----- DATA IN THIS EXERCISE -----

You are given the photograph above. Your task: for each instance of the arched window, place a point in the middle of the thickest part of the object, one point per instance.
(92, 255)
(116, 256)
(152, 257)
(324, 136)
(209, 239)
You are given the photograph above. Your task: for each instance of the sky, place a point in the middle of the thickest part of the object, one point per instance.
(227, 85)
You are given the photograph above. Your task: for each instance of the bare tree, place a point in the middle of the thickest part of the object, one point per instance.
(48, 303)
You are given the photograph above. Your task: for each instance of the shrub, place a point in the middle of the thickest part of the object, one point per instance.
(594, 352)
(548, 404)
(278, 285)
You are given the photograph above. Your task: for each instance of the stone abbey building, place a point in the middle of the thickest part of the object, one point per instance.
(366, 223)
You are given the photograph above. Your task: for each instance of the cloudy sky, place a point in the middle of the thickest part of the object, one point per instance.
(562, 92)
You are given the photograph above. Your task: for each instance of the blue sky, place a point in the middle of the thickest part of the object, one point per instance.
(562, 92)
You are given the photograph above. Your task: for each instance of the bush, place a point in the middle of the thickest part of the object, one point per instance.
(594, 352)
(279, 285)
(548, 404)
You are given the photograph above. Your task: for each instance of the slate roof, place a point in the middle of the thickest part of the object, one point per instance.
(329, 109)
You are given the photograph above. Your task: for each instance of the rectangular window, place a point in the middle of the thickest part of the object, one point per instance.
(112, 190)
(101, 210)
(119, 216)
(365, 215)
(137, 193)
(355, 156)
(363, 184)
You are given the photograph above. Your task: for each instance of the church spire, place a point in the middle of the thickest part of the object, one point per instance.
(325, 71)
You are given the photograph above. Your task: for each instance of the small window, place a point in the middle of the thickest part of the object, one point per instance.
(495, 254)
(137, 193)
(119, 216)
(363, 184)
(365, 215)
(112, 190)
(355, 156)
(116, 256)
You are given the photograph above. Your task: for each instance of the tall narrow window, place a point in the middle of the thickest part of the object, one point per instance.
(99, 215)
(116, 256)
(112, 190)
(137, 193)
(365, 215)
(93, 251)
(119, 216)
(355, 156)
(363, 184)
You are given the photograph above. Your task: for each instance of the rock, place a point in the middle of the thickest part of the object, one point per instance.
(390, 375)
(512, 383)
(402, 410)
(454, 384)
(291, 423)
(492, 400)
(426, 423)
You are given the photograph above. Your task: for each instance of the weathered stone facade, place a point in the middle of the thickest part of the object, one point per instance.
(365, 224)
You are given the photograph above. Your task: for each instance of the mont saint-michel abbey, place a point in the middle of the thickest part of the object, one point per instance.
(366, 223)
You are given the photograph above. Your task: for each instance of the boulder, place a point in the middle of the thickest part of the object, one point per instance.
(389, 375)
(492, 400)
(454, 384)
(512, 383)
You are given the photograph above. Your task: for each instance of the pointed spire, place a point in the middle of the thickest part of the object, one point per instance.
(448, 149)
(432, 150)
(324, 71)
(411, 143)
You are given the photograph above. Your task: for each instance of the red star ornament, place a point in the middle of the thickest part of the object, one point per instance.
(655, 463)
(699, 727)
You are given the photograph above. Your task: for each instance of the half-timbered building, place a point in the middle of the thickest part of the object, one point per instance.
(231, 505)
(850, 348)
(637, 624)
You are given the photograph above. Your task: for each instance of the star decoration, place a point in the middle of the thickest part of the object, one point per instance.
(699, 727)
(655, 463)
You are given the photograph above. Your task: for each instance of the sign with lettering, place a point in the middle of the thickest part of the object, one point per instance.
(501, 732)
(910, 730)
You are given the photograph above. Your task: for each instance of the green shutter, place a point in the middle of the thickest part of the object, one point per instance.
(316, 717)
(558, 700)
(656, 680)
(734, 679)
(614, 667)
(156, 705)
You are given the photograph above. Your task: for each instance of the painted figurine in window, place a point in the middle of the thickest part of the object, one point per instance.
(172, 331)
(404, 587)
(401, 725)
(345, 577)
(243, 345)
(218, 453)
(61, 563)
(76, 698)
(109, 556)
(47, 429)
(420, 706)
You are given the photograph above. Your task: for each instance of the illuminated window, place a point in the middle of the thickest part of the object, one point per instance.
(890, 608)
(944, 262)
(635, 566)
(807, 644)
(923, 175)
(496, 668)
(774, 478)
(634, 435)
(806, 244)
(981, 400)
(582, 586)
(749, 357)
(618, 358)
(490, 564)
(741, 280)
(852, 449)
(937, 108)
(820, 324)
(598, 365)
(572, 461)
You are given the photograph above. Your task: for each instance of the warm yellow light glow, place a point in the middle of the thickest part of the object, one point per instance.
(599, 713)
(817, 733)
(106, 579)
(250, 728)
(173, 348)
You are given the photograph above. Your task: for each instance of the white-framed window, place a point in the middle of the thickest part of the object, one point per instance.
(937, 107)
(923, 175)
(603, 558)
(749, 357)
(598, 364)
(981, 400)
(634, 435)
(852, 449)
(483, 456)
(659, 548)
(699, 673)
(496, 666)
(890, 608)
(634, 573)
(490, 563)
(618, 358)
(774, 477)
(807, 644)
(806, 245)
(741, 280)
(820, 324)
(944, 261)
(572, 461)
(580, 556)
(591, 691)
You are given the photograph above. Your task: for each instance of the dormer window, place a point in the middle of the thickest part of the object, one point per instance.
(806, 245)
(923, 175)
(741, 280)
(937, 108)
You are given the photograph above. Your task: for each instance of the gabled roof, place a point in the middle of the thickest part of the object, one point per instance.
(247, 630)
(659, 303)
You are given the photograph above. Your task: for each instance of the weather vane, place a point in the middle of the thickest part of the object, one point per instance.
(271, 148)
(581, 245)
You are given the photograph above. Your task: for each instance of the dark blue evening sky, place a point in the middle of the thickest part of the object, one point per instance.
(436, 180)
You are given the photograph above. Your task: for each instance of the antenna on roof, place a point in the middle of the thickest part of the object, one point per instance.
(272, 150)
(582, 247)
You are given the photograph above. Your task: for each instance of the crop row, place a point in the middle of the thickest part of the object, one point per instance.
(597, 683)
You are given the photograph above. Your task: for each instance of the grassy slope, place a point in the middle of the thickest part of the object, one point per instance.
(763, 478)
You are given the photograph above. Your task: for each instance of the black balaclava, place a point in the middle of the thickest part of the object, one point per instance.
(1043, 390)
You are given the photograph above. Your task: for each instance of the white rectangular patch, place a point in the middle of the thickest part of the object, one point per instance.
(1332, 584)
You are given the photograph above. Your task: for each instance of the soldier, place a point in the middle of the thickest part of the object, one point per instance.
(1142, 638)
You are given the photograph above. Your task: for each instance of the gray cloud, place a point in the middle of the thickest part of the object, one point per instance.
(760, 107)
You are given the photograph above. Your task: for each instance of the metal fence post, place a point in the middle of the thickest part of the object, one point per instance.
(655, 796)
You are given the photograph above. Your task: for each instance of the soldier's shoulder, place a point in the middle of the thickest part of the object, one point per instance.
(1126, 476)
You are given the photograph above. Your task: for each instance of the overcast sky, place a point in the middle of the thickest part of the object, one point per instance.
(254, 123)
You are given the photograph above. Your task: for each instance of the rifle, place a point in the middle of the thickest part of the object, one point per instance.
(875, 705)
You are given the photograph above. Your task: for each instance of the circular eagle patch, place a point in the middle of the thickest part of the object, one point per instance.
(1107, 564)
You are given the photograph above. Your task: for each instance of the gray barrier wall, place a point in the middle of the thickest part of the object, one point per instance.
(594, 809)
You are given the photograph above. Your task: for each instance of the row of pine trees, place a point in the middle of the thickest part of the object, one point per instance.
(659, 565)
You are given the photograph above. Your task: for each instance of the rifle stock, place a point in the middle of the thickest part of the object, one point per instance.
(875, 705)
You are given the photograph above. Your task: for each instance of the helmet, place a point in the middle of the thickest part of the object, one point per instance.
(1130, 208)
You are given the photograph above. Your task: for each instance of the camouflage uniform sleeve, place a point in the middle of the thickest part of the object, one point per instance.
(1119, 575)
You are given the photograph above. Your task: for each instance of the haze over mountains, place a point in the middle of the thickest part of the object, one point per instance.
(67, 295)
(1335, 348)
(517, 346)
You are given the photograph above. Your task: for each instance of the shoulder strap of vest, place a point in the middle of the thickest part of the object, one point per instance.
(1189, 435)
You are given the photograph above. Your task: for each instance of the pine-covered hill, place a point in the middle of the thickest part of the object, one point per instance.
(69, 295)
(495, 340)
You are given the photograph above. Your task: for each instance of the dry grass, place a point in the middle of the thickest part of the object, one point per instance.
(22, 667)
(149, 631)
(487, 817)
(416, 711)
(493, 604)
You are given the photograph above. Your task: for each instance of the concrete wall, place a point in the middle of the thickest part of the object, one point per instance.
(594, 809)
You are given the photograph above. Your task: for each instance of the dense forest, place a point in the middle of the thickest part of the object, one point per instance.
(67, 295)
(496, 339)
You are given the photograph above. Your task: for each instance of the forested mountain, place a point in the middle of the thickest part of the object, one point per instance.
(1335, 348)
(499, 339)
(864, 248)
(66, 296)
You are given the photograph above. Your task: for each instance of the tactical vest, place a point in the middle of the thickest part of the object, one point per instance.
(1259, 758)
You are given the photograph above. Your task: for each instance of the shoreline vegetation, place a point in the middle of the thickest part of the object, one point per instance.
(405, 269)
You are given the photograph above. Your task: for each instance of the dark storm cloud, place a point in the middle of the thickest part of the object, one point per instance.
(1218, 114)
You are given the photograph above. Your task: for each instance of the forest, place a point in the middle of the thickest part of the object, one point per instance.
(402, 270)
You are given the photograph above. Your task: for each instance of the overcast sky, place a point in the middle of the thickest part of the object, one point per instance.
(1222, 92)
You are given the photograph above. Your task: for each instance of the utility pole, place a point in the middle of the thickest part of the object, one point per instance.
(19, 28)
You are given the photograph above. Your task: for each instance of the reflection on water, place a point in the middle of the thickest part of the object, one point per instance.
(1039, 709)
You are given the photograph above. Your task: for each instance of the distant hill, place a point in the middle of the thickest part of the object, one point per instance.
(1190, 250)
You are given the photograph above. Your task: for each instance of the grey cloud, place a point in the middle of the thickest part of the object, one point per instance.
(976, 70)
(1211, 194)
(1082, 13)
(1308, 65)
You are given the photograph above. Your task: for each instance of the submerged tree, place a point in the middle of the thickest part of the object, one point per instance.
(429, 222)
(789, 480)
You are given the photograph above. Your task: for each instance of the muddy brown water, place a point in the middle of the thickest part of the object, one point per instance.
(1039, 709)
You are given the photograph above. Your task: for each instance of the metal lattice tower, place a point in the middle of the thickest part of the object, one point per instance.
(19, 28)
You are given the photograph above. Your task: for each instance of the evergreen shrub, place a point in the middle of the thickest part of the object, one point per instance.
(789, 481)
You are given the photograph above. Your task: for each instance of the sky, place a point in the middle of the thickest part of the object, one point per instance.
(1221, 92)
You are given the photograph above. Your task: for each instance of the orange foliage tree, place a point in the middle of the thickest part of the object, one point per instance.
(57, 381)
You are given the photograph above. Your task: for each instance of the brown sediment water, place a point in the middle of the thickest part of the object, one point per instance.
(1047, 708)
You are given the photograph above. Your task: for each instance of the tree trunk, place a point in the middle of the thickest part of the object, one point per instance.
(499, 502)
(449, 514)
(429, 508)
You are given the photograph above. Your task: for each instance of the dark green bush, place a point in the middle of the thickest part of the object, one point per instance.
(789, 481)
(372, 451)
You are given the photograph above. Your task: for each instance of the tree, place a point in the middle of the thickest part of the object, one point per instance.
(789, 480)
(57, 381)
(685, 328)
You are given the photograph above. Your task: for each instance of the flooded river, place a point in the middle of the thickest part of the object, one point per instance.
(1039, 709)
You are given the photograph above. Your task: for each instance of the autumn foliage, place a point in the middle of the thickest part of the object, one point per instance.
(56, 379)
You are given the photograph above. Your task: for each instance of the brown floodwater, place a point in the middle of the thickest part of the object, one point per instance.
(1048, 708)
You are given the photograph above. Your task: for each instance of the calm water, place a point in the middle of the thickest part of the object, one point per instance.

-----

▶ [EXERCISE OBJECTIVE]: The lines from the one with "of the flooded" through the final line of the data are to be reproduced exactly, both included, with no other lines.

▶ [COMPLETED TASK]:
You are given the photograph above. Your task: for each instance of the flooded river, place a point in the middle of the thickest part of the object, one point per instance.
(1039, 709)
You are given the photograph above. Your task: for each instance of the autumn foliage, place a point in the middle of the thickest part of the object, one point per instance.
(56, 379)
You are given the photograph above. Your task: for each instance of the brown floodwater, place a point in the middle of the thickest part of the object, one point per instance.
(1048, 708)
You are given the photograph above. Your task: for each instance of the calm water, place a point in the middle of the thickest part of the object, one point per instance.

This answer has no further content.